(TASK DETAILS) Repeat each line of the records below exactly.

(THE INPUT)
##########

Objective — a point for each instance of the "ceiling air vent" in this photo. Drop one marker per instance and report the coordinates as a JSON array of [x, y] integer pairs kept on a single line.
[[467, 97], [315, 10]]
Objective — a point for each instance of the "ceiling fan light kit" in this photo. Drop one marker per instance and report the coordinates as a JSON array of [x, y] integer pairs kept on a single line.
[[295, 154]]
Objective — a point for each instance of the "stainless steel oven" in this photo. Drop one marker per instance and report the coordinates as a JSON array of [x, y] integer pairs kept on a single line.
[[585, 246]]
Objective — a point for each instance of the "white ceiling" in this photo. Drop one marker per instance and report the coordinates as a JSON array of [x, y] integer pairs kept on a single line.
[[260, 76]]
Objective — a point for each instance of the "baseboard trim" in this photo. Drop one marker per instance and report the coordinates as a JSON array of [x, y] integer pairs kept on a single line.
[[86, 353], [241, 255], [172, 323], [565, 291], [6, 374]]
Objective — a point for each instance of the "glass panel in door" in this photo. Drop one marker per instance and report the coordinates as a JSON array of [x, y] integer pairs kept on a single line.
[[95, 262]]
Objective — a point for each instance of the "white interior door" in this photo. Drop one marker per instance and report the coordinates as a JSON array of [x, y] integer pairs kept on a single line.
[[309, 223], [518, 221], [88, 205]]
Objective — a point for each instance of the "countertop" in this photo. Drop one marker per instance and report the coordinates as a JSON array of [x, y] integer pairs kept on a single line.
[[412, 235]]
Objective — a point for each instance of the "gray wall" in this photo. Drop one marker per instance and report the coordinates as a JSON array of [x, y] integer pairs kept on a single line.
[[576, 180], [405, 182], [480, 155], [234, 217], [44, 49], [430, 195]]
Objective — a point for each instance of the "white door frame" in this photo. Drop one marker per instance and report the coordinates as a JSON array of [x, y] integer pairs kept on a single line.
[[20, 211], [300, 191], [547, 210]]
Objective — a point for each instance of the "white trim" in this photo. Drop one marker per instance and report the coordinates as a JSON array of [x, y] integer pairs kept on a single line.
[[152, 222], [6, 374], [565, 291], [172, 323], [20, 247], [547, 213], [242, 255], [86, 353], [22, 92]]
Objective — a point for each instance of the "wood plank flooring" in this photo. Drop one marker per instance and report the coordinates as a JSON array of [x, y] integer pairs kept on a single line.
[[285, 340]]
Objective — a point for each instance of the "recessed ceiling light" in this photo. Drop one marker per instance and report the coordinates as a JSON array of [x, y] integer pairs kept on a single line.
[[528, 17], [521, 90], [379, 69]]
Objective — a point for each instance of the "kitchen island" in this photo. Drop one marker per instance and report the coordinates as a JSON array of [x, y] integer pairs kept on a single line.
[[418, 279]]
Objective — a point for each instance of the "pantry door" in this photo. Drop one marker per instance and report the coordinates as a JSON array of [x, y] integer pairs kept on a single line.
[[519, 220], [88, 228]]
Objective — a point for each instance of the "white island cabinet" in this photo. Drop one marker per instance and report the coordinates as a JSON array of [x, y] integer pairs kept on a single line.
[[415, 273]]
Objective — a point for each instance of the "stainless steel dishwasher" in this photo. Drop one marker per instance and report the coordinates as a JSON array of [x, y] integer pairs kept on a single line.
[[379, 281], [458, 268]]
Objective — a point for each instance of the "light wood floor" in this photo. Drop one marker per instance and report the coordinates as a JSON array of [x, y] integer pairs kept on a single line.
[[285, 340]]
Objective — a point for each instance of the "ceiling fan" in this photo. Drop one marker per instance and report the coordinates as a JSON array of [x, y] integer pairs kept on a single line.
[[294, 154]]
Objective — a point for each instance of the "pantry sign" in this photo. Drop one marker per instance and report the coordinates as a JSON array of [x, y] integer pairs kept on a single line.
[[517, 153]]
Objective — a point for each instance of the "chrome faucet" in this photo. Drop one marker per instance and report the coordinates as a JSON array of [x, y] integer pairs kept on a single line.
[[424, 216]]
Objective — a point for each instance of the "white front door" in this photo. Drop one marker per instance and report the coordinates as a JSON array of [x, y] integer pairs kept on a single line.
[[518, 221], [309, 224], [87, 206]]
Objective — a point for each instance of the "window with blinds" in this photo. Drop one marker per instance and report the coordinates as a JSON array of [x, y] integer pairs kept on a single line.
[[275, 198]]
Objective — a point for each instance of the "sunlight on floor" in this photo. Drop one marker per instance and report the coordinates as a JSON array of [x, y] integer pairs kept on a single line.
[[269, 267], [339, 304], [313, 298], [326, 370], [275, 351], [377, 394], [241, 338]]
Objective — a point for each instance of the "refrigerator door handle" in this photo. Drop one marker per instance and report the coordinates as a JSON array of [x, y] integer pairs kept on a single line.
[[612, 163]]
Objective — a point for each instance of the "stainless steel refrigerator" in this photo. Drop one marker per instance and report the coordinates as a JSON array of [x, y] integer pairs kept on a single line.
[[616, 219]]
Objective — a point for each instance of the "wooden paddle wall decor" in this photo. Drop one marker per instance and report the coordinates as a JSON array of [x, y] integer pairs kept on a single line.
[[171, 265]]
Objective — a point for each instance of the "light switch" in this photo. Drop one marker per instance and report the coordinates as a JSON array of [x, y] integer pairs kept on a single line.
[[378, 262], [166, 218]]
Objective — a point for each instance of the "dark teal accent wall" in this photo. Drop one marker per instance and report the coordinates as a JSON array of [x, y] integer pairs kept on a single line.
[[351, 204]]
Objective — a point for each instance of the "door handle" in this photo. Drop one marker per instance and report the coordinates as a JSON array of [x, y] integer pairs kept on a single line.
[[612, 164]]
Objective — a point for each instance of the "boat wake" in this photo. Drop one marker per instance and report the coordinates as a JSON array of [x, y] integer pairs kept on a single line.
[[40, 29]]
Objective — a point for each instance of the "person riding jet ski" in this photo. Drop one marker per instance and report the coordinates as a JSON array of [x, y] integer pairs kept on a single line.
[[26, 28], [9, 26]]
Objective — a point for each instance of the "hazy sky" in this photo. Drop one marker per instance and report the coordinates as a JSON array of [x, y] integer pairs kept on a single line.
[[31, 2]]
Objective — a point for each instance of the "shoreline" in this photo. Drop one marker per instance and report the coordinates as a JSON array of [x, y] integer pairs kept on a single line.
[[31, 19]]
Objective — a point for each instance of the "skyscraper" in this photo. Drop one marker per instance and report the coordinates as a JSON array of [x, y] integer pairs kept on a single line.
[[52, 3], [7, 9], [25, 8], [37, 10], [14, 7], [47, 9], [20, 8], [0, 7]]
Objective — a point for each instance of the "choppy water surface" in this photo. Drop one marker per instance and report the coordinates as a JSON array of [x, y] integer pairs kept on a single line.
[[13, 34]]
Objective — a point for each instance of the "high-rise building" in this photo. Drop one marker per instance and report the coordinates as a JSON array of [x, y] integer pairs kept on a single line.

##########

(WORKED SOLUTION)
Objective — a point for each instance of the "ceiling air vent" in this photo. Drop one marker per instance and report the coordinates as a JSON array of [x, y] integer pairs kept on a single line.
[[467, 97], [315, 10]]
Objective — a point for each instance of the "ceiling fan light kit" in this photo. Drop one marker per instance and report the coordinates as a JSON array of [x, y] integer pairs kept on a single line.
[[295, 154]]
Objective — a point for each instance of the "stainless steel oven" in this photo. Drop one marker per instance and report the coordinates as a JSON array of [x, y] integer pairs kept on a single line.
[[585, 246]]
Objective — a point for each instance of the "white ceiling" in this photo. Drop one marker per instance and report the coordinates as a JSON array of [x, y] integer pairs kept on a single line.
[[260, 76]]
Objective — a point for each instance of the "baseboard trim" in this photo. Drop one marker per instance and report the coordinates as a JSON array of [x, y] integer pairs kept on a single line.
[[86, 353], [241, 255], [172, 323], [565, 291], [6, 374]]
Objective — a point for each instance of the "glass panel in door" in this photo. Drop one marker per instance and report the coordinates as a JSON array of [x, y] integer pairs kept on a single line.
[[95, 262]]
Objective — a point for each instance of the "white interior door" in this photo. Drop one marker per instance and report the coordinates as a JSON array of [x, y] integer pairs kept on a single line.
[[309, 223], [518, 221], [88, 205]]
Objective — a point for each instance of the "countertop" in this photo. Drop one marker per instance and report the coordinates as a JSON array of [x, y] integer pairs kept on a single line.
[[412, 235]]
Objective — a point for each instance of the "gray wall" in this photo. Drop one marker per instance and report the coordinates as a JSON array of [x, y] integer pairs kept on a single line.
[[576, 180], [405, 182], [480, 155], [234, 217], [44, 49], [430, 195]]
Objective — a point for each instance of the "white door frame" in this photo. Drop one marker per instance and report the coordinates as a JSON array of [x, y] integer pairs kept on a single line.
[[20, 211], [300, 191], [547, 210]]
Objective — a point for each instance of the "white trim" in this photo. Drop one marker per instance and report the coordinates as a JSON array of [x, y] integer pairs kept on a single line.
[[152, 222], [6, 374], [565, 291], [172, 323], [20, 247], [547, 213], [242, 255], [86, 353], [22, 92]]
Objective — a point for each instance of the "wood plank flooring" in this photo. Drop one marker per instance and report the coordinates as a JSON array of [x, y] integer pairs kept on a single line.
[[285, 340]]
Objective — a point for each instance of the "recessed ceiling light" in this photo. Drop one marker per instance and report the coordinates as a JSON array of [x, y] integer pairs kept on a single line.
[[528, 17], [521, 90], [379, 69]]
Objective — a point for each instance of the "kitchen island" in this photo. Drop one marker per instance and report the coordinates as a JSON array of [x, y] integer pairs kept on a single line.
[[418, 279]]
Objective — a point for each instance of the "pantry door" in this photo. Drop one marker per instance and report the coordinates as a JSON array of [x, y] integer pairs kept on a single line.
[[519, 220], [88, 228]]
Objective — a point for each instance of the "white island cabinet" in this photo. Drop one marker per instance and report the coordinates as a JSON array of [x, y] integer pairs kept on a single line.
[[415, 273]]
Objective — a point for each instance of the "stainless steel dishwasher" in this photo. Drop one marker per instance and report the coordinates as a JSON array of [x, y] integer pairs kept on a single line.
[[379, 281], [458, 268]]
Objective — a point for each instance of the "light wood floor" in this photo. Drop one marker per instance and report the coordinates as a JSON array of [x, y] integer pairs kept on a single line.
[[285, 340]]
Objective — a point for each instance of the "ceiling fan" in this photo. Drop one marker per instance and report the coordinates as a JSON array of [x, y] integer pairs kept on a single line.
[[294, 154]]
Objective — a point for each instance of the "pantry sign" in this photo. Drop one marker per instance and report the coordinates as a JSON array of [x, y] integer pairs kept on a single line.
[[517, 153]]
Objective — a point for each instance of the "chrome faucet" in this photo. Drop one marker per instance and report the coordinates as a JSON array of [x, y] integer pairs kept on a single line.
[[424, 216]]
Objective — a point for each instance of the "white front door" in this photo. Drop one marker per instance and report the coordinates as a JSON array of [x, y] integer pairs kept on a single line.
[[518, 221], [309, 224], [87, 206]]
Objective — a point for each instance of the "window with blinds" in this photo. Drop one marker per instance and report the coordinates as a JSON array of [x, y] integer pairs kept on a single line.
[[275, 198]]
Objective — a point for each instance of the "sunlight on floor" in this photo. Drop one marker per instance and report the coordinates as a JSON array of [x, y] integer pairs kept on a single line.
[[269, 267], [339, 304], [313, 298], [326, 370], [275, 351], [377, 394], [241, 338]]
Objective — a point for each instance of the "refrigerator door handle" in this photo. Drop one marker per instance and report the coordinates as a JSON array of [x, y] integer pairs kept on a single line.
[[612, 163]]
Objective — a point for each instance of the "stainless steel refrigerator" in this photo. Drop one marker per instance and report the coordinates as a JSON array of [x, y] integer pairs kept on a single line.
[[616, 219]]
Objective — a point for each instance of the "wooden paddle wall decor" in this photo. Drop one marker per instance and report the coordinates as a JSON array of [x, y] integer pairs kept on a single line.
[[171, 265]]
Objective — a point for each instance of the "light switch" in this photo. Drop one marker per instance and report the coordinates as a JSON array of [x, y] integer pairs kept on a single line.
[[378, 262], [166, 218]]
Objective — a point for each instance of the "dark teal accent wall" in this photo. Drop one marker per instance and report the coordinates as a JSON array of [x, y] integer pairs kept on a single line.
[[351, 204]]
Objective — a point for each instance of the "door handle" in this photo. Drop one marker per instance and report the coordinates as a JSON array of [x, y] integer pairs kept on a single line.
[[612, 164]]
Objective — a point for each instance of the "boat wake" in this photo. Drop one marker per instance and report the coordinates as a JSON array of [x, y] integer pairs kept on a single line.
[[40, 29]]
Objective — a point for each instance of the "person riding jet ski" in this photo. Drop one marker per instance and report the coordinates as a JSON array of [x, y] integer pairs kept on a single line.
[[26, 28], [9, 26]]
Objective — a point for each instance of the "hazy sky" in this photo. Drop one marker per instance and report the coordinates as a JSON array of [x, y] integer pairs kept on a single line.
[[31, 2]]
Objective — a point for each instance of the "shoreline" in this photo. Drop one marker per instance and report the coordinates as a JSON array of [x, y] integer pairs kept on a single line.
[[31, 19]]
Objective — a point for each instance of the "skyscraper" in this photo. Drop one marker per instance and report the coordinates as a JSON array of [x, y] integer pairs kept on a single line.
[[52, 3], [7, 9], [25, 8], [37, 10], [14, 7], [47, 9], [20, 8], [0, 7]]
Objective — a point for each instance of the "choppy water surface" in this photo. Drop one marker per instance and report the coordinates as a JSON array of [x, y] integer pairs kept on a single line.
[[13, 34]]
Objective — a point for each instance of the "high-rise building" in this photo. Drop one marker per instance and report the coordinates as a JSON array of [x, y] integer pairs kept on a single line.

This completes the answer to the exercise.